# PROBLEM DESCRIPTION
Everything in the listing should be transcribed exactly, apart from the pictures.
========================================================================
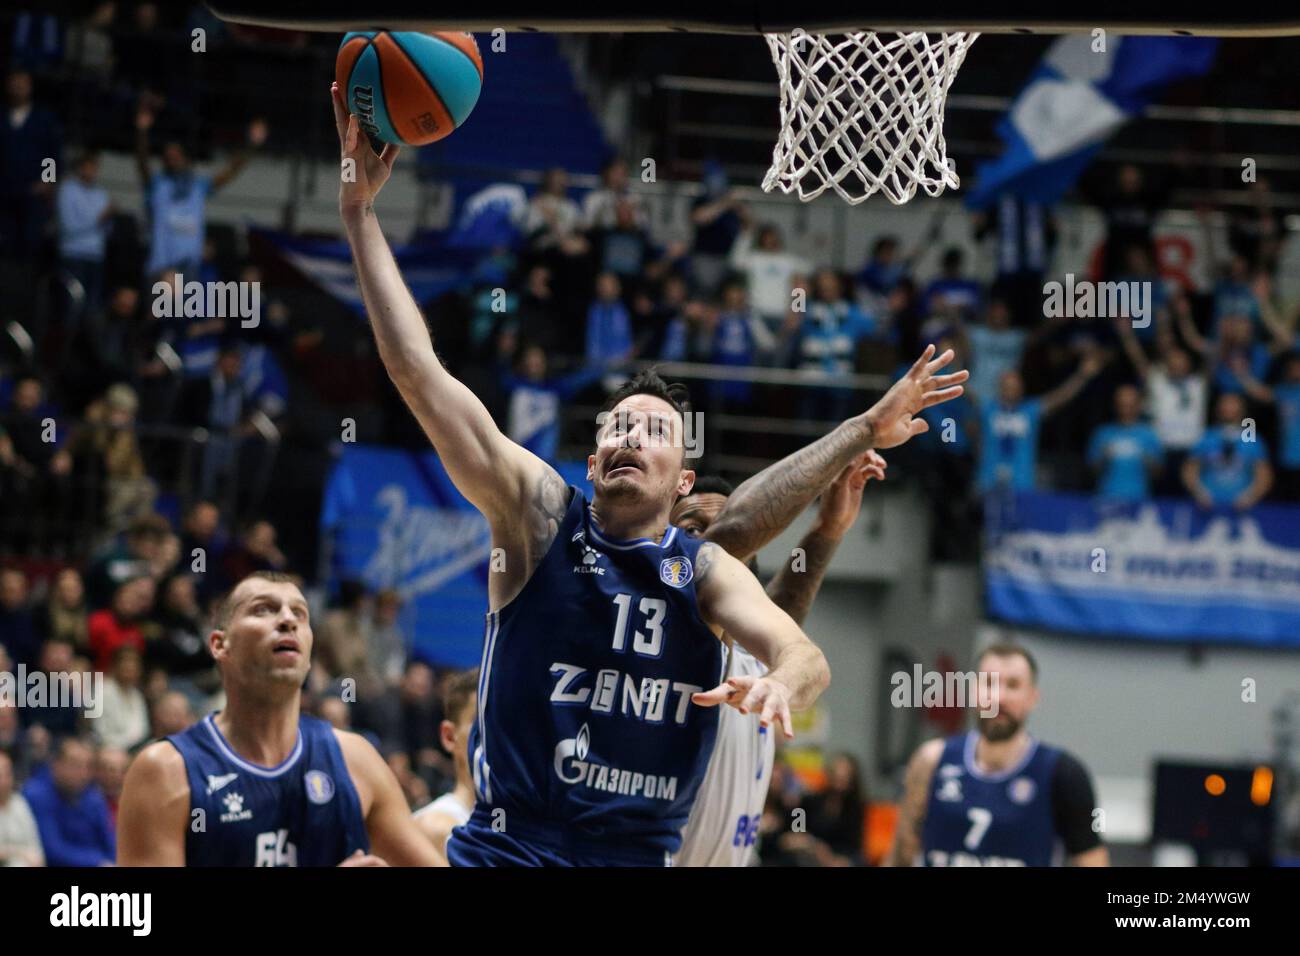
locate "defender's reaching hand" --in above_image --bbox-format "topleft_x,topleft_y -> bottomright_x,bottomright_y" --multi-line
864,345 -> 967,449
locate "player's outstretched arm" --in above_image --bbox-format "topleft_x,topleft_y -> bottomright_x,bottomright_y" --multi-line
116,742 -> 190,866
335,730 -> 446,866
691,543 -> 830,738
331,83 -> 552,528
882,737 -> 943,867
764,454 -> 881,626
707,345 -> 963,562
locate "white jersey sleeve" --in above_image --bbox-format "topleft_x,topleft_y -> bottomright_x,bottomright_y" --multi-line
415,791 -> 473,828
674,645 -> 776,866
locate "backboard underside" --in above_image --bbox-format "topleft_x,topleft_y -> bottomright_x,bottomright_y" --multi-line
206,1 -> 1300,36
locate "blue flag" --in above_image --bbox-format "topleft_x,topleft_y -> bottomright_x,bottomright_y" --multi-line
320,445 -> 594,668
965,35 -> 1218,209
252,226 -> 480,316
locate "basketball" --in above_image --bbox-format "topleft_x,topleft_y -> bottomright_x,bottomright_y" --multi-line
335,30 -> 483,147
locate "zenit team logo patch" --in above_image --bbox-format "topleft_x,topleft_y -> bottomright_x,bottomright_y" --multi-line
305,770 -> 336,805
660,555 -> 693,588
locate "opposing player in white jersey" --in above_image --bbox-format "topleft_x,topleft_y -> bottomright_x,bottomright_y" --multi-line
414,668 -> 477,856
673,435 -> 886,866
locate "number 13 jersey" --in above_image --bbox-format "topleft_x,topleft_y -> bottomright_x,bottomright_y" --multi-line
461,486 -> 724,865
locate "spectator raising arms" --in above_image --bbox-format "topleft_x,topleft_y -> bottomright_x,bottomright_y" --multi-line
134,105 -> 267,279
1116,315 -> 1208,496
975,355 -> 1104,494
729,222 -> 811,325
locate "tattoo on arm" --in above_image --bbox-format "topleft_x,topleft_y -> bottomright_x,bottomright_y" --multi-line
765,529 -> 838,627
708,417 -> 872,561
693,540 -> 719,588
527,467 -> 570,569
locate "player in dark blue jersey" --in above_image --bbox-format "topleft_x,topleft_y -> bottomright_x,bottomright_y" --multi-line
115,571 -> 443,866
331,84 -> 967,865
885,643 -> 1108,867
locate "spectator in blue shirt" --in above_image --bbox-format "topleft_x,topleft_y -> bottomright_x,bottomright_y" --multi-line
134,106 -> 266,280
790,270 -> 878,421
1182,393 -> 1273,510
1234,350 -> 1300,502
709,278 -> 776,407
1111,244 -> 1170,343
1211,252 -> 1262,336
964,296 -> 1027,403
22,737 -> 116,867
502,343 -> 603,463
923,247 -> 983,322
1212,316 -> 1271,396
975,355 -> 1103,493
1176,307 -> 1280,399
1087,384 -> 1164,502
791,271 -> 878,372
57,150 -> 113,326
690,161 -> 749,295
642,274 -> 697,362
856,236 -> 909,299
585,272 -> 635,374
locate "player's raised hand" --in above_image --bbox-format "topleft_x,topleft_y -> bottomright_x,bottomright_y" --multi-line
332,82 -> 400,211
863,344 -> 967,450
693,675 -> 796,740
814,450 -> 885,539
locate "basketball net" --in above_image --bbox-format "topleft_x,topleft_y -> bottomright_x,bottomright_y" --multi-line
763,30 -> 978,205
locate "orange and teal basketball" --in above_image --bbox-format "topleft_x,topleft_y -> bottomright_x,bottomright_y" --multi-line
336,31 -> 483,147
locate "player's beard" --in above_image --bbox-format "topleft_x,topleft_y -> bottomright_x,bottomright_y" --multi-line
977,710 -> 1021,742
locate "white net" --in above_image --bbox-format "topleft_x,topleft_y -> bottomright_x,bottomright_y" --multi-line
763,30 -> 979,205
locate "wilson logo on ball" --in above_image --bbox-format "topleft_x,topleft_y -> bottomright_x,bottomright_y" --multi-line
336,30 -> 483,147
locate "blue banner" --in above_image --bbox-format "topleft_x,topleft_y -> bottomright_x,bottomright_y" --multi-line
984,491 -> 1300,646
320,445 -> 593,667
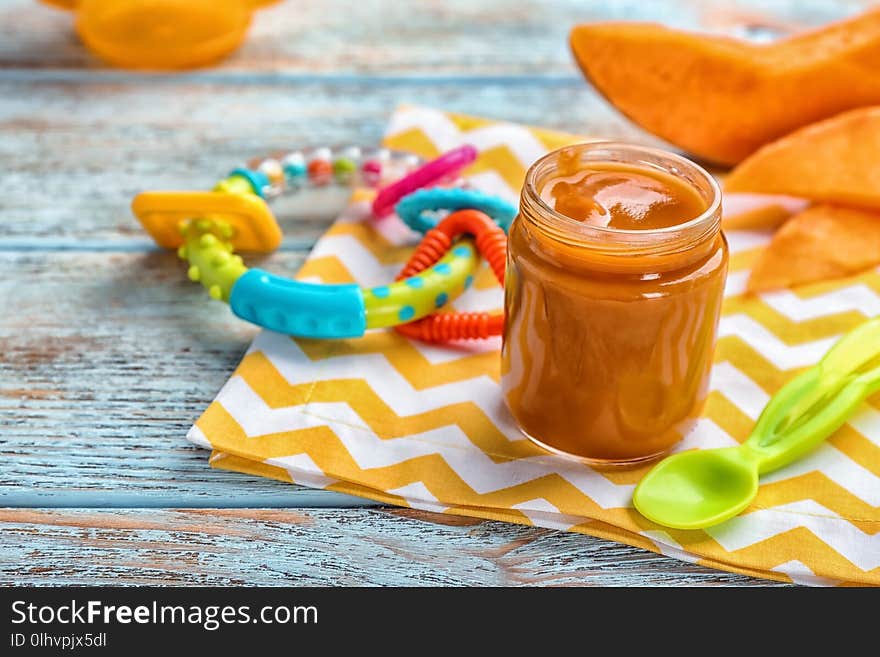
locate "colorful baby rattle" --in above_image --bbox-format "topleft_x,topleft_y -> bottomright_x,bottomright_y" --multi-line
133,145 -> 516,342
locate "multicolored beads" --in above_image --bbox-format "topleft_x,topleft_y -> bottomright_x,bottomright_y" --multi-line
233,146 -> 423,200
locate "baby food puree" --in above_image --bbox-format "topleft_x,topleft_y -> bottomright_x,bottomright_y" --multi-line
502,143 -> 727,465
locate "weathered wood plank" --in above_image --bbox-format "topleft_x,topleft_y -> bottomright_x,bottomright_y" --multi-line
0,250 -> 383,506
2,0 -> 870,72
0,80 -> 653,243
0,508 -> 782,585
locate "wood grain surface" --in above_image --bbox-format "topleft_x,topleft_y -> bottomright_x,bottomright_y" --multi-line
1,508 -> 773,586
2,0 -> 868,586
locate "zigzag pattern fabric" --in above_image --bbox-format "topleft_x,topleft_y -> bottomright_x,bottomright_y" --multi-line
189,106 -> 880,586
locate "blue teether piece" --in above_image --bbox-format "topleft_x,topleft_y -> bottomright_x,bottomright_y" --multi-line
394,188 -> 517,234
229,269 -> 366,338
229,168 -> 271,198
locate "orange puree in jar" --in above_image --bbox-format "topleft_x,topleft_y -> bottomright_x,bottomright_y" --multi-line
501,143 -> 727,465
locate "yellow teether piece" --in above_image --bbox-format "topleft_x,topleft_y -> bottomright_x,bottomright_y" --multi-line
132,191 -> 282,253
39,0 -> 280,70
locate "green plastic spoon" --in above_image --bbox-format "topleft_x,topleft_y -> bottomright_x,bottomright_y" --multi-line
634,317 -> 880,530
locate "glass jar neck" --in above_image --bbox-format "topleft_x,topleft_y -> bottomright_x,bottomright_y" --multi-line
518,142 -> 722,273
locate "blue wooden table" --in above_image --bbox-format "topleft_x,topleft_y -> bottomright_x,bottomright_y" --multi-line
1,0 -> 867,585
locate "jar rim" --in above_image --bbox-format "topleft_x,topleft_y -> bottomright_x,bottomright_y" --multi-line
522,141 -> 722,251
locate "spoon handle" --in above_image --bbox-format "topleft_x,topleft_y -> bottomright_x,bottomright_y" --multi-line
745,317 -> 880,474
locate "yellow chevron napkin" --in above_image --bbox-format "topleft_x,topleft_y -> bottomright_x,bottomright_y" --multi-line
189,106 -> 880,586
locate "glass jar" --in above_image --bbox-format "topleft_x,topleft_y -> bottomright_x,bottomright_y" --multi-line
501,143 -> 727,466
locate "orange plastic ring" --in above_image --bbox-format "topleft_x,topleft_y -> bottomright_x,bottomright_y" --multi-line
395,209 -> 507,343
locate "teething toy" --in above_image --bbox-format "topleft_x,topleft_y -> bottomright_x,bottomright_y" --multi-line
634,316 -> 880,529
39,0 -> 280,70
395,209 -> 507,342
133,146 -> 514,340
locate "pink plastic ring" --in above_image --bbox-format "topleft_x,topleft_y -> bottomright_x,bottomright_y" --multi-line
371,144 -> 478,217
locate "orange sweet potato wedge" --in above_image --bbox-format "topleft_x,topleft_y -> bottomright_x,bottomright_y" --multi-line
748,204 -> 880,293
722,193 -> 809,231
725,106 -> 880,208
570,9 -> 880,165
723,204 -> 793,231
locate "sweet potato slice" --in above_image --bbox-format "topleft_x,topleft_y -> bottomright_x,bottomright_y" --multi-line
========================================================================
# ANSWER
locate "defender's reaching hand" --in above_image --bbox-format "topleft_x,topleft_y -> bottomright_x,bottomright_y" --multi-line
864,345 -> 967,449
locate "player's outstretched arm" --in above_image --bbox-format "topleft_x,topleft_y -> bottomright_x,bottomright_y" --multi-line
116,742 -> 190,866
335,730 -> 446,866
691,543 -> 830,738
331,83 -> 552,528
882,737 -> 943,867
764,454 -> 881,626
707,345 -> 963,562
locate "white jersey sleeve" --in above_image --bbox-format "topleft_x,topleft_y -> bottomright_x,bottomright_y" --multi-line
415,791 -> 473,828
674,645 -> 776,866
locate "backboard underside" --in above_image --bbox-format "topleft_x,topleft_y -> bottomright_x,bottomright_y" --multi-line
206,1 -> 1300,36
locate "blue flag" --in above_image --bbox-format "topleft_x,topleft_y -> bottomright_x,bottomright_y" --multi-line
320,445 -> 594,668
965,35 -> 1218,209
252,226 -> 480,316
locate "basketball" --in above_image --bbox-format "topleft_x,topleft_y -> bottomright_x,bottomright_y" --multi-line
335,30 -> 483,147
locate "zenit team logo patch" --in above_image --bbox-format "topleft_x,topleft_y -> bottomright_x,bottomright_y" --multi-line
305,770 -> 336,805
660,555 -> 693,588
locate "opposing player in white jersey" --in above_image --bbox-format "topleft_x,topleft_y -> bottomright_x,bottomright_y" --multi-line
414,668 -> 477,856
673,435 -> 886,866
locate "number 13 jersey" --in above_image --bbox-format "topleft_x,topleft_y -> bottomright_x,bottomright_y" --multi-line
461,486 -> 724,865
locate "spectator raising arms" --in above_image --bbox-format "topleft_x,topleft_y -> bottomright_x,bottomright_y" --multi-line
134,105 -> 267,279
1116,315 -> 1208,496
975,355 -> 1104,494
729,222 -> 811,325
locate "tattoo on arm" --in above_image --bbox-format "topleft_x,topleft_y -> bottomright_x,bottomright_y" --multi-line
765,529 -> 838,627
708,417 -> 872,561
693,540 -> 719,588
527,467 -> 570,569
locate "player in dark blue jersey" --in above_image --bbox-format "topleft_x,topleft_y -> bottomright_x,bottomright_y" --multi-line
115,571 -> 443,866
331,84 -> 967,865
885,643 -> 1108,867
locate "spectator in blue shirt" --in above_image --bbox-format "topleft_x,topleft_y -> bottomright_x,bottomright_y" --multi-line
134,106 -> 266,280
790,270 -> 878,421
1182,393 -> 1273,510
1234,350 -> 1300,502
709,278 -> 776,407
1111,244 -> 1170,343
1211,252 -> 1262,336
964,296 -> 1027,403
22,737 -> 116,867
502,343 -> 603,463
923,247 -> 983,322
1212,316 -> 1271,396
975,355 -> 1103,493
1176,307 -> 1280,399
1087,384 -> 1164,502
791,271 -> 878,372
57,150 -> 113,326
690,161 -> 749,295
642,274 -> 697,362
856,236 -> 909,299
585,272 -> 635,374
locate "player's raised hand" --in above_image --bbox-format "topleft_x,topleft_y -> bottomright_x,bottomright_y" --multi-line
332,82 -> 400,211
863,344 -> 967,450
693,675 -> 796,740
814,450 -> 885,539
locate "basketball net" --in above_image --bbox-format "topleft_x,topleft_y -> bottomright_x,bottomright_y" --multi-line
763,30 -> 978,205
locate "orange and teal basketball" --in above_image --bbox-format "topleft_x,topleft_y -> bottomright_x,bottomright_y" --multi-line
336,31 -> 483,147
locate "player's beard" --in above_image --bbox-format "topleft_x,topleft_y -> bottomright_x,bottomright_y" --multi-line
977,710 -> 1021,742
locate "white net" --in above_image --bbox-format "topleft_x,topleft_y -> bottomright_x,bottomright_y" --multi-line
763,30 -> 979,205
locate "wilson logo on ball" --in above_image --bbox-format "topleft_x,topleft_y -> bottomright_x,bottomright_y" --multi-line
336,30 -> 483,147
locate "blue banner" --in above_image --bbox-format "topleft_x,topleft_y -> bottomright_x,bottomright_y" --multi-line
984,491 -> 1300,646
320,445 -> 593,667
locate "colorful baby rattle" --in above_image --bbox-format "topleft_x,topleft_y -> bottomright_x,bottomright_y" --multi-line
133,145 -> 516,342
locate "multicolored beads" --in above_image --bbox-format "topleft_x,topleft_y -> bottomright_x,bottomright_y" --multi-line
233,146 -> 423,200
locate "baby food puree" --in above_image --bbox-format "topleft_x,topleft_y -> bottomright_x,bottomright_y" --multi-line
502,143 -> 727,465
locate "weathered wood plank" --in above_image --bbox-format "topleft_x,topleft_y -> bottomright_x,bottomright_y" --multi-line
0,250 -> 383,506
2,0 -> 870,72
0,80 -> 653,243
0,508 -> 782,585
locate "wood grain surface" --in above_image --bbox-format "topleft_x,topleft_y -> bottomright_x,bottomright_y" --multi-line
1,508 -> 773,586
2,0 -> 868,586
locate "zigzag pattern fabric" --in above_image --bbox-format "topleft_x,topleft_y -> bottomright_x,bottomright_y" --multi-line
189,106 -> 880,586
locate "blue teether piece" --in above_image --bbox-format "topleft_x,topleft_y -> bottomright_x,bottomright_y" --multi-line
394,188 -> 517,234
229,269 -> 366,338
229,168 -> 271,198
locate "orange puree in jar" --in above_image --bbox-format "topleft_x,topleft_y -> bottomright_x,bottomright_y" --multi-line
501,143 -> 727,465
locate "yellow teether piece" --in above_image --bbox-format "topleft_x,topleft_y -> bottomright_x,bottomright_y" --multi-line
132,191 -> 282,253
39,0 -> 280,70
locate "green plastic spoon" --in above_image --bbox-format "topleft_x,topleft_y -> bottomright_x,bottomright_y" --multi-line
634,317 -> 880,530
locate "glass jar neck" --in above_image --bbox-format "topleft_x,topleft_y -> bottomright_x,bottomright_y" --multi-line
518,142 -> 722,273
locate "blue wooden table" --in above_image --bbox-format "topleft_x,topleft_y -> bottomright_x,bottomright_y" --multi-line
1,0 -> 867,585
locate "jar rim" --in above_image --bbox-format "topleft_x,topleft_y -> bottomright_x,bottomright_y" --multi-line
522,141 -> 722,251
locate "spoon handle" --in above_image --bbox-format "topleft_x,topleft_y -> bottomright_x,bottomright_y" --multi-line
745,317 -> 880,474
locate "yellow chevron napkin" --in above_image --bbox-format "topleft_x,topleft_y -> bottomright_x,bottomright_y" --multi-line
189,106 -> 880,586
locate "glass jar" --in above_image --bbox-format "topleft_x,topleft_y -> bottomright_x,bottomright_y" --multi-line
501,143 -> 727,466
locate "orange plastic ring" --in above_image --bbox-format "topleft_x,topleft_y -> bottomright_x,bottomright_y" --multi-line
395,209 -> 507,343
locate "teething toy" --in above_image --bbox-format "topleft_x,topleft_y -> bottomright_x,bottomright_y" --multi-line
634,316 -> 880,529
39,0 -> 280,70
395,209 -> 507,342
133,146 -> 514,340
locate "pink plastic ring" --in above_image --bbox-format "topleft_x,topleft_y -> bottomright_x,bottomright_y" --multi-line
371,144 -> 478,217
locate "orange sweet potato wedge" --in above_image --bbox-format "topleft_x,topleft_y -> bottomright_x,bottomright_y" --multi-line
748,204 -> 880,293
722,193 -> 809,231
725,106 -> 880,208
570,9 -> 880,165
723,204 -> 793,231
locate "sweet potato slice" --in above_image --bbox-format "topleft_x,topleft_y -> bottomright_x,bottomright_y" --multi-line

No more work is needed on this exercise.